(Excerpted passage):
........
The Dazu Rock Carvings[1] (Chinese: ; pinyin: Shí) are a series of Chinese religious sculptures and carvings located in Dazu District, Chongqing, China. The carvings date back as far as the 7th century AD, depicting and influenced by Buddhist, Confucian and Taoist beliefs. Some are in rock-cut cave shrines, in the usual Chinese Buddhist style, but many others are rock reliefs carved into the open rock faces.

World Heritage Site

Listed as a World Heritage Site, the Dazu Rock Carvings are made up of 75 protected sites containing some 50,000 statues, with over 100,000 Chinese characters forming inscriptions and epigraphs. The sites are located in Chongqing Municipality within the steep hillsides throughout Dazu County, located about 165 kilometers west of the urban area of Chongqing. The highlights of the rock grotto are found on Mount Baoding and Mount Beishan.
........
(Data block):
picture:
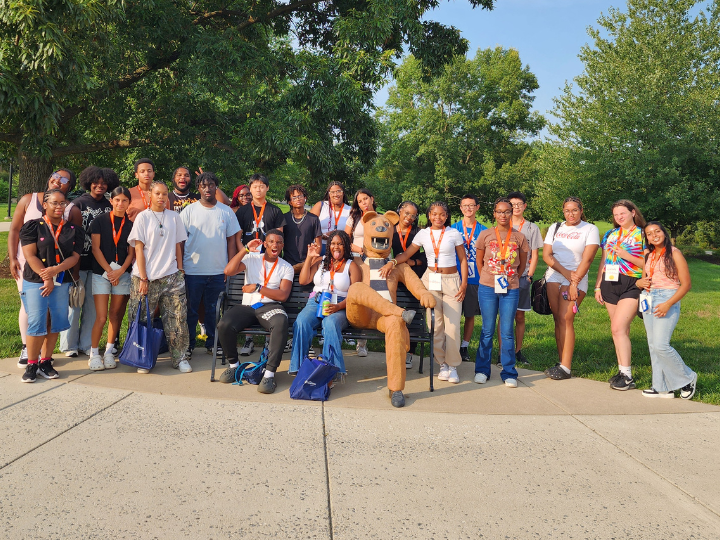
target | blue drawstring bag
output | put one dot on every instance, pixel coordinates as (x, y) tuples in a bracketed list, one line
........
(Exercises):
1 - According to the passage on the Dazu Rock Carvings, how many protected sites make up the carvings?
2 - Please reproduce the stretch of the passage on the Dazu Rock Carvings from "The Dazu Rock Carvings[1]" through "and Mount Beishan." word for word.
The data can be set aside, since nothing here depends on it.

(Solutions to the tasks):
1 - 75 protected sites.

2 -
The Dazu Rock Carvings[1] (Chinese: ; pinyin: Shí) are a series of Chinese religious sculptures and carvings located in Dazu District, Chongqing, China. The carvings date back as far as the 7th century AD, depicting and influenced by Buddhist, Confucian and Taoist beliefs. Some are in rock-cut cave shrines, in the usual Chinese Buddhist style, but many others are rock reliefs carved into the open rock faces.

World Heritage Site

Listed as a World Heritage Site, the Dazu Rock Carvings are made up of 75 protected sites containing some 50,000 statues, with over 100,000 Chinese characters forming inscriptions and epigraphs. The sites are located in Chongqing Municipality within the steep hillsides throughout Dazu County, located about 165 kilometers west of the urban area of Chongqing. The highlights of the rock grotto are found on Mount Baoding and Mount Beishan.